**Reading text**
--- --- ---
Mdadm – Remove disk from RAID0

mdadmraid0

So, I'd like to know, is is possible to do the following with mdadm:

I start with RAID0 configuration on 2 disks: sda and sdb.
I would like to add one more disk to array, sdc and move all data from sdb to it.
Disconnect sdb.

Right now I see only one option – I stop the array, copy sdb to sdc with dd or any other block-copy tool and start the array back.

Do I miss something? Is it possible to do this with mdadm?

Best Answer

First of all: to those, who still believes in "RAID0 has no hot spare". It could have a manual spare, done by human, who understand RAID levels and mdadm. mdadm is software RAID, so it could do a lot of interesting things.

Credits to Zoredache for the idea!

So, the situation:

you have RAID0 array of two disks
you would like to replace one of them without array downtime

If the downtime is acceptable, you always can just make a block copy of disk with dd and reassemble the array, mdadm will do OK.

Solution: use RAID4 as intermediate solution

RAID0 -> RAID4 -> RAID0

So, if you don't remember RAID4, it is simple. It has a parity block, but unlike RAID5 it is not distributed across the array, but resides on ONE disk. That's the point, this is important and this is the reason RAID5 will not work.

What you'll need: two more disks of the same size, as the disk you would like to replace.

Environment:

Ubuntu 14.04 Thrusty Thar
mdadm - v3.2.5 - 18th May 2012
/dev/sdb - start with it, will replace it
/dev/sdc - start with it
/dev/sdd - will be used temporary
/dev/sde - will be used instead of sdb

The ultimate RAID0 hot-spare mdadm guide ;)

sudo mdadm -C /dev/md0 -l 0 -n 2 /dev/sd[bc]

md0 : active raid0 sdc[1] sdb[0]
      2096128 blocks super 1.2 512k chunks

We've created raid0 array, it looks sweet.

sudo md5sum /dev/md0

b422ba644a3c83cdf28adfa94cb658f3  /dev/md0

This is our check point - if even one bit will differ in resulting /dev/md0 - we've failed.

sudo mdadm /dev/md0 --grow --level=4

md0 : active raid4 sdc[1] sdb[0]
      2096128 blocks super 1.2 level 4, 512k chunk, algorithm 5 [3/2] [UU_]

So, we've grown our array to be RAID4. We haven't added the parity disk yet, so let's do it. The grow will be instant - there is nothing to recompute or recalculate.
--- --- ---
**The tasks**
1) Update the mdadm thread between "The ultimate RAID0" and "- we've failed.", inclusive, replacing "sweet" with "fine".
2) In the mdadm thread, which device is set aside for temporary use?
The rows that follow have no connection to the mdadm thread above.

Items listed in a dataset:
--- --- ---
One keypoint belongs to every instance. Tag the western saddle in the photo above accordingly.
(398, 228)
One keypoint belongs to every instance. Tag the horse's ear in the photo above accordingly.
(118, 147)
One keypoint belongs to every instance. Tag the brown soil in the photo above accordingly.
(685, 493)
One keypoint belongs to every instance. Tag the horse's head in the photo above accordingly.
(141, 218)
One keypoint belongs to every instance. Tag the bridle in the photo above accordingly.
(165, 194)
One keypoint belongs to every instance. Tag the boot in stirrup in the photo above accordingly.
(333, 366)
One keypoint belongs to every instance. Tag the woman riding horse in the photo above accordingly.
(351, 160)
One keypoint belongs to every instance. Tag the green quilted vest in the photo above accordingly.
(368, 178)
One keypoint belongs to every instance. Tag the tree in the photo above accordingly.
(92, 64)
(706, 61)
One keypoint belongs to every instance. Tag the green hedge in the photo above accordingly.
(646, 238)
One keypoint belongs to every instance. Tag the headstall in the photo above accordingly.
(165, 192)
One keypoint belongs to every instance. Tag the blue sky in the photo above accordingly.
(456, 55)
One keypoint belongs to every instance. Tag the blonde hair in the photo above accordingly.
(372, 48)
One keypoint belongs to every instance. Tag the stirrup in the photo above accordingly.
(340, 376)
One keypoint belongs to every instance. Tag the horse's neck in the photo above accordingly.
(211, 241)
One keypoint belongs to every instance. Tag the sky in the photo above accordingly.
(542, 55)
--- --- ---
**Exercise answers**
1)
The ultimate RAID0 hot-spare mdadm guide ;)

sudo mdadm -C /dev/md0 -l 0 -n 2 /dev/sd[bc]

md0 : active raid0 sdc[1] sdb[0]
      2096128 blocks super 1.2 512k chunks

We've created raid0 array, it looks fine.

sudo md5sum /dev/md0

b422ba644a3c83cdf28adfa94cb658f3  /dev/md0

This is our check point - if even one bit will differ in resulting /dev/md0 - we've failed.

2) /dev/sdd